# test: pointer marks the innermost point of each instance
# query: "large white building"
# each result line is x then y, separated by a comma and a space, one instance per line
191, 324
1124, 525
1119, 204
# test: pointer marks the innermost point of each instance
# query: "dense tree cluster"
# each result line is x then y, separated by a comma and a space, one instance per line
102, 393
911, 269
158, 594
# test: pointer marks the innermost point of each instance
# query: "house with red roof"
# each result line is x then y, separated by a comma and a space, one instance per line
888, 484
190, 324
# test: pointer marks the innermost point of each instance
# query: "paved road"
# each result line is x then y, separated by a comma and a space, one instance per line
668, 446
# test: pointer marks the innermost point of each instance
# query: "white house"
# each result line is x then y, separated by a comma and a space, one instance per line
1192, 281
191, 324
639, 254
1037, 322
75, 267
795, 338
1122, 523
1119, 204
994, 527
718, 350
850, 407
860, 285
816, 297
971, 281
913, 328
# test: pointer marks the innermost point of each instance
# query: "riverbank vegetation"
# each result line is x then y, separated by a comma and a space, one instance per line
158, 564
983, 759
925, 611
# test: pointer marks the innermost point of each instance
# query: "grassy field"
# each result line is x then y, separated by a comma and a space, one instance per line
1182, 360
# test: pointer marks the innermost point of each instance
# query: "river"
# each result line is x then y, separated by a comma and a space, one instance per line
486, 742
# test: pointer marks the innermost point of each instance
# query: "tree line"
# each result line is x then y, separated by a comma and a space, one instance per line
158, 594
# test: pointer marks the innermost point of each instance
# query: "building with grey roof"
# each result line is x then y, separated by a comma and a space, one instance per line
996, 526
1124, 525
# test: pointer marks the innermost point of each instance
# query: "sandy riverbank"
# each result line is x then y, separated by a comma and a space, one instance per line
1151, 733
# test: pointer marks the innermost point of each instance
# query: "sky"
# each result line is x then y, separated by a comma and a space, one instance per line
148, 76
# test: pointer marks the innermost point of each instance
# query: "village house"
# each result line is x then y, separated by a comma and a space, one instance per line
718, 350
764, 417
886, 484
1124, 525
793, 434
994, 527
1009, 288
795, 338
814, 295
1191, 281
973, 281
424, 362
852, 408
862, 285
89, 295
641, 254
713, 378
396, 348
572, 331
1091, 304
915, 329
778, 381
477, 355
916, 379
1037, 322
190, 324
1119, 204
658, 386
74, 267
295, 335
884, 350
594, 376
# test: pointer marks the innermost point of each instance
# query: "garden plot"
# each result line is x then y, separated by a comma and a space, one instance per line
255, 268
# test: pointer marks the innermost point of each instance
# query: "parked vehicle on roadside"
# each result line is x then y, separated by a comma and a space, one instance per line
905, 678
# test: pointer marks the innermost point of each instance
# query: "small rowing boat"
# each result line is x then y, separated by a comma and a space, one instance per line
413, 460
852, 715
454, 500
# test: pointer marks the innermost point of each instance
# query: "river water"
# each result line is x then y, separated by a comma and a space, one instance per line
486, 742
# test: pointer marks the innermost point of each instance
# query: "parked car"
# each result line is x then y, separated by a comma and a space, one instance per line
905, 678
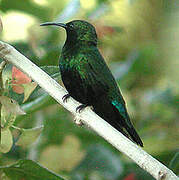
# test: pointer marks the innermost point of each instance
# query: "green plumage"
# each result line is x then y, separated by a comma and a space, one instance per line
88, 79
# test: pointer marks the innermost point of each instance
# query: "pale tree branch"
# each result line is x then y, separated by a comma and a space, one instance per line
87, 116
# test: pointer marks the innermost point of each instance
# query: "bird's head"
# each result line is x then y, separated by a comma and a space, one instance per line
77, 31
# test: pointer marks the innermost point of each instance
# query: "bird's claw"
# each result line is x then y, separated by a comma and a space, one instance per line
81, 107
65, 97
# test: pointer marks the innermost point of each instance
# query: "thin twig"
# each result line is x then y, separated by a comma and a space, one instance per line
88, 117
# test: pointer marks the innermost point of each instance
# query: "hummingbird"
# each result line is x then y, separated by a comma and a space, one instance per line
88, 79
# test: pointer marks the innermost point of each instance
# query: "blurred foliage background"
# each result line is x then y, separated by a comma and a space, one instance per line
139, 40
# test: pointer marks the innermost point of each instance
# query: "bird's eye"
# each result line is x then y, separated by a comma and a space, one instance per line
71, 25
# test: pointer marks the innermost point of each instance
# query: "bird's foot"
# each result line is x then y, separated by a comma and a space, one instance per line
78, 121
65, 97
81, 107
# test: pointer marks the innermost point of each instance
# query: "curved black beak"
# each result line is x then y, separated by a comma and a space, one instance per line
54, 24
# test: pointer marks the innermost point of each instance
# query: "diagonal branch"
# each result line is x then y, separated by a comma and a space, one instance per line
87, 116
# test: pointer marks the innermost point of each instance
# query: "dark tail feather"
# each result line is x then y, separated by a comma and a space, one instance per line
135, 137
130, 134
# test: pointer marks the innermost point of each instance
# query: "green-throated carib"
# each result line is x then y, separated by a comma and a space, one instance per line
88, 79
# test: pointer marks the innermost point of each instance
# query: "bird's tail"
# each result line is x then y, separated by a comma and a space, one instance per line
133, 134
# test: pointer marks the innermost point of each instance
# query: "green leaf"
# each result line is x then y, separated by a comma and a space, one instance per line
7, 118
11, 106
100, 159
28, 89
28, 136
6, 141
29, 170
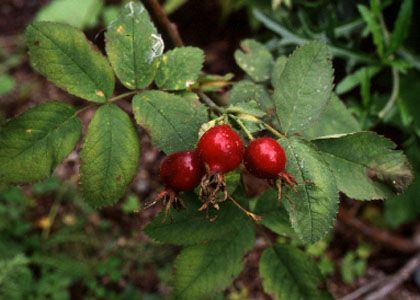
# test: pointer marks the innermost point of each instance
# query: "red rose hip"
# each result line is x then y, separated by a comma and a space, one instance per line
265, 158
221, 149
181, 171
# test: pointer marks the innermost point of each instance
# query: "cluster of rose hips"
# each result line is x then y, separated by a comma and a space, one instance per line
219, 151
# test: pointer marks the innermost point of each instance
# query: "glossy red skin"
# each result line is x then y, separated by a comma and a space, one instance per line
182, 171
265, 158
221, 149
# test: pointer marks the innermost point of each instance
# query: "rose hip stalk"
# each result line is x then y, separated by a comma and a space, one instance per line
265, 158
221, 149
180, 171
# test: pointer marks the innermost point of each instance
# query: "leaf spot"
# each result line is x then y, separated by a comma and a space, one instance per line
99, 93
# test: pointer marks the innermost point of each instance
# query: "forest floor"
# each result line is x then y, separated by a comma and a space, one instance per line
389, 252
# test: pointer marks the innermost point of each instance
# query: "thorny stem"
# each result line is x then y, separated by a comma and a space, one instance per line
165, 23
119, 97
243, 127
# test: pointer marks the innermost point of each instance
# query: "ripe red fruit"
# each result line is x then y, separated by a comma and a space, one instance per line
221, 149
181, 171
265, 158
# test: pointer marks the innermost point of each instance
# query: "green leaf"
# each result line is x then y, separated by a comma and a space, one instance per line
171, 6
405, 207
372, 22
179, 68
335, 119
7, 84
365, 165
255, 60
273, 216
312, 204
207, 268
246, 91
278, 69
355, 79
304, 88
401, 26
35, 142
78, 13
190, 226
288, 273
133, 46
173, 122
64, 55
109, 157
248, 108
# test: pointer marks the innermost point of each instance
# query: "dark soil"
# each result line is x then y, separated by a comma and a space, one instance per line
200, 24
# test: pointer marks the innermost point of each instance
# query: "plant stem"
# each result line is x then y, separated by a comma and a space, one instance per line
84, 108
210, 103
121, 96
273, 130
253, 216
243, 127
395, 73
289, 37
394, 94
164, 22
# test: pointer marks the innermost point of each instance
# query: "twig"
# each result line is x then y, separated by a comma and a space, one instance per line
379, 235
395, 280
164, 22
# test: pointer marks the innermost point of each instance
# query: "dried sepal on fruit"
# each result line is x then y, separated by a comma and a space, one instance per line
179, 172
265, 158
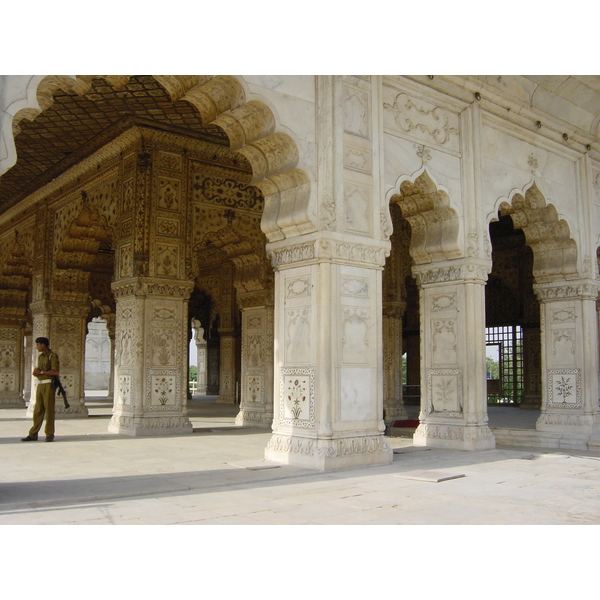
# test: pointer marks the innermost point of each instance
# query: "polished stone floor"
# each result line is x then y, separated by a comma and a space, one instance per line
217, 475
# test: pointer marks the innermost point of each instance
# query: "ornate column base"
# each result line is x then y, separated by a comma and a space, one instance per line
456, 437
255, 418
329, 454
149, 426
393, 413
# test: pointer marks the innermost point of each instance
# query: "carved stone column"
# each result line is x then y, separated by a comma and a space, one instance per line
151, 374
11, 365
110, 325
328, 360
198, 333
393, 404
227, 370
212, 366
453, 389
569, 331
256, 407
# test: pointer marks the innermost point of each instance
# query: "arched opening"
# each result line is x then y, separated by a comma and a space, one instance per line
165, 177
401, 331
530, 245
513, 370
425, 229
+++
» What you have to do: Filter the entries down to the lines holding the string "parked". Copy each of those lines.

» Output for this task:
# query: "parked vehicle on roadside"
# query: "parked car"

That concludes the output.